**Written exercise:** Quote every line of the listing below word for word, with no changes.

[Collected data entries]
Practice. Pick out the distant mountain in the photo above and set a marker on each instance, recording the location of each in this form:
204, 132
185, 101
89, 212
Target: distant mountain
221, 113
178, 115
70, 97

**Output for this exercise:**
Practice. Pick out the distant mountain in the photo above and set a marker on each instance, recording the location of each in this form:
204, 132
185, 101
89, 212
Target: distant mountain
221, 113
178, 115
70, 97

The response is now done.